* _QUESTIONS TO ANSWER_:
1) Render this sentence from the text on SGLT2 inhibitors into Spanish: "Despite the outstanding sequence similarity between SGLT1 and SGLT2, they show different physiological and biochemical properties."
2) Quote the passage of the text on SGLT2 inhibitors starting with "Figure 1. The" and going on through "amount; ↓: decreased amount.".

----- EXERCISE TEXT

There are six identified SGLT (sodium glucose co-transporter) proteins in humans, of which the SGLT1 and SGLT2 receptors have been studied more thoroughly in recent years. Despite the outstanding sequence similarity between SGLT1 and SGLT2, they show different physiological and biochemical properties. While SGLT1 is primarily expressed in the intestines, SGLT2 is most abundant in the renal cortex, where it plays an essential role in renal glucose reabsorption. SGLT2 inhibitors, including dapagliflozin, canagliflozin, ipragliflozin, tofogliflozin, luseogliflozin, sotagliflozin, ertugliflozin and empagliflozin, have been studied in several clinical studies for the treatment of type 2 diabetes mellitus. Their selectivity for the SGLT2 receptor shows significant variance. While empagliflozin is 2500×, ertugliflozin is 2000×, dapagliflozin is 1200×, canagliflozin is 250×, sotagliflozin is only 20× more selective for the SGLT2 receptor over SGLT1, which may cause significant differences in the mechanism of action [1]. Several studies have proved that SGLT2 inhibitors are associated with reduced cardiovascular morbidity and mortality, including heart failure, and vascular diseases [2][3][4][5][6]. The underlying hypothetic mechanisms of SGLT2 inhibitors beyond their antidiabetic effects are summarized in Figure 1.

Figure 1. The systematic effects of SGLT2-inhibitors. HDL-C: high-density lipoprotein cholesterol; lb LDL-C: large buoyant low-density lipoprotein cholesterol; sd LDL-C: small dense low-density lipoprotein cholesterol; TG: triglycerides; IC Na+: intracellular sodium-ion; FFA: free fatty acids; ↑: increased amount; ↓: decreased amount.

----------
----- EXTRACTED ENTRIES

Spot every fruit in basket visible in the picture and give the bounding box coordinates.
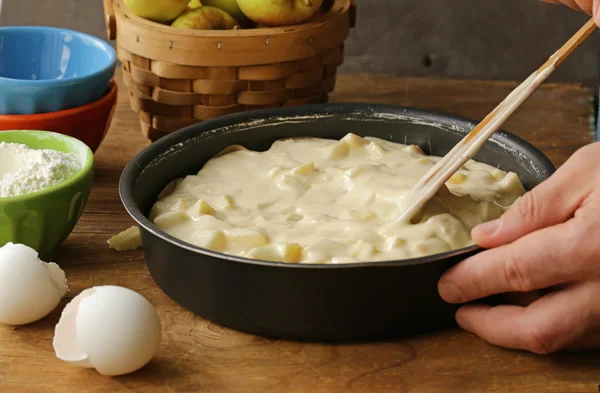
[124,0,189,23]
[188,0,202,10]
[321,0,335,14]
[202,0,248,24]
[171,5,240,30]
[237,0,323,27]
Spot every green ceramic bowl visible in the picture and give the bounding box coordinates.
[0,130,94,261]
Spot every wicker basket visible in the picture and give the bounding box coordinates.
[104,0,356,141]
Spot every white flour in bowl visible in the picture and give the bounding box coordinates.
[0,142,82,198]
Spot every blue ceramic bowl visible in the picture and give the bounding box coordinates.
[0,26,117,115]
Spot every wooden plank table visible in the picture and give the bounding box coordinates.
[0,70,600,393]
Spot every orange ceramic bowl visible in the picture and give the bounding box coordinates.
[0,81,118,152]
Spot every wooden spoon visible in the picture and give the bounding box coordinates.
[398,19,597,221]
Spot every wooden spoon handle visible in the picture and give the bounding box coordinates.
[398,19,597,221]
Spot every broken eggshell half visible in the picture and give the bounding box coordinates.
[53,285,162,376]
[0,243,69,326]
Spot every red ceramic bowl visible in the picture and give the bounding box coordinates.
[0,81,118,152]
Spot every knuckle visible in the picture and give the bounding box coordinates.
[565,217,600,264]
[522,325,558,355]
[517,189,541,223]
[504,246,535,292]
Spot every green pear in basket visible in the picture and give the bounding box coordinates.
[237,0,323,27]
[124,0,189,23]
[171,5,240,30]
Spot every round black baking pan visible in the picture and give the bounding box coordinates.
[119,104,555,342]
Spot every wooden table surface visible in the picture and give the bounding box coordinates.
[0,69,600,393]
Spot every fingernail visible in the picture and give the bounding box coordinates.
[438,282,462,303]
[456,315,472,333]
[475,218,502,236]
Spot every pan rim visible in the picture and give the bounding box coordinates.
[119,102,556,270]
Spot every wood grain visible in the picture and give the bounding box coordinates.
[0,69,600,393]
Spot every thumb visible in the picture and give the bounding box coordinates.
[471,166,585,248]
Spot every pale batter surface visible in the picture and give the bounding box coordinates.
[150,134,525,263]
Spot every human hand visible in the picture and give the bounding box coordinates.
[541,0,600,22]
[438,142,600,354]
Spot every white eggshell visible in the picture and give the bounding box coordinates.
[0,243,68,325]
[53,285,162,376]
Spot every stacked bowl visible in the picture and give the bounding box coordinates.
[0,26,117,152]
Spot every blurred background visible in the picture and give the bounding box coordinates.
[0,0,600,86]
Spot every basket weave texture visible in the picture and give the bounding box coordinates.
[104,0,355,141]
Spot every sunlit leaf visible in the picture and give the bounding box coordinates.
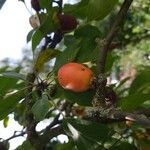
[0,91,25,120]
[32,95,52,121]
[118,93,150,111]
[2,71,26,81]
[3,116,9,128]
[87,0,118,21]
[34,48,60,72]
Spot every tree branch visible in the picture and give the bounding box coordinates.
[97,0,133,74]
[83,109,150,127]
[92,0,133,108]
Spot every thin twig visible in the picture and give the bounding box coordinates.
[92,0,133,107]
[97,0,133,74]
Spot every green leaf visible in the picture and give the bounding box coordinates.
[32,95,52,121]
[87,0,118,21]
[3,116,9,128]
[32,10,59,53]
[0,76,18,97]
[54,48,79,73]
[76,38,99,63]
[2,71,26,81]
[64,0,89,18]
[39,0,52,12]
[56,140,76,150]
[106,52,117,72]
[74,24,101,39]
[56,86,94,106]
[16,140,35,150]
[129,67,150,94]
[27,29,35,43]
[63,118,110,150]
[109,142,137,150]
[118,93,150,111]
[0,91,25,120]
[34,48,60,72]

----------

* _ANSWERS GIVEN_:
1) A pesar de la notable similitud de secuencia entre SGLT1 y SGLT2, estos muestran propiedades fisiológicas y bioquímicas diferentes.

2)
Figure 1. The systematic effects of SGLT2-inhibitors. HDL-C: high-density lipoprotein cholesterol; lb LDL-C: large buoyant low-density lipoprotein cholesterol; sd LDL-C: small dense low-density lipoprotein cholesterol; TG: triglycerides; IC Na+: intracellular sodium-ion; FFA: free fatty acids; ↑: increased amount; ↓: decreased amount.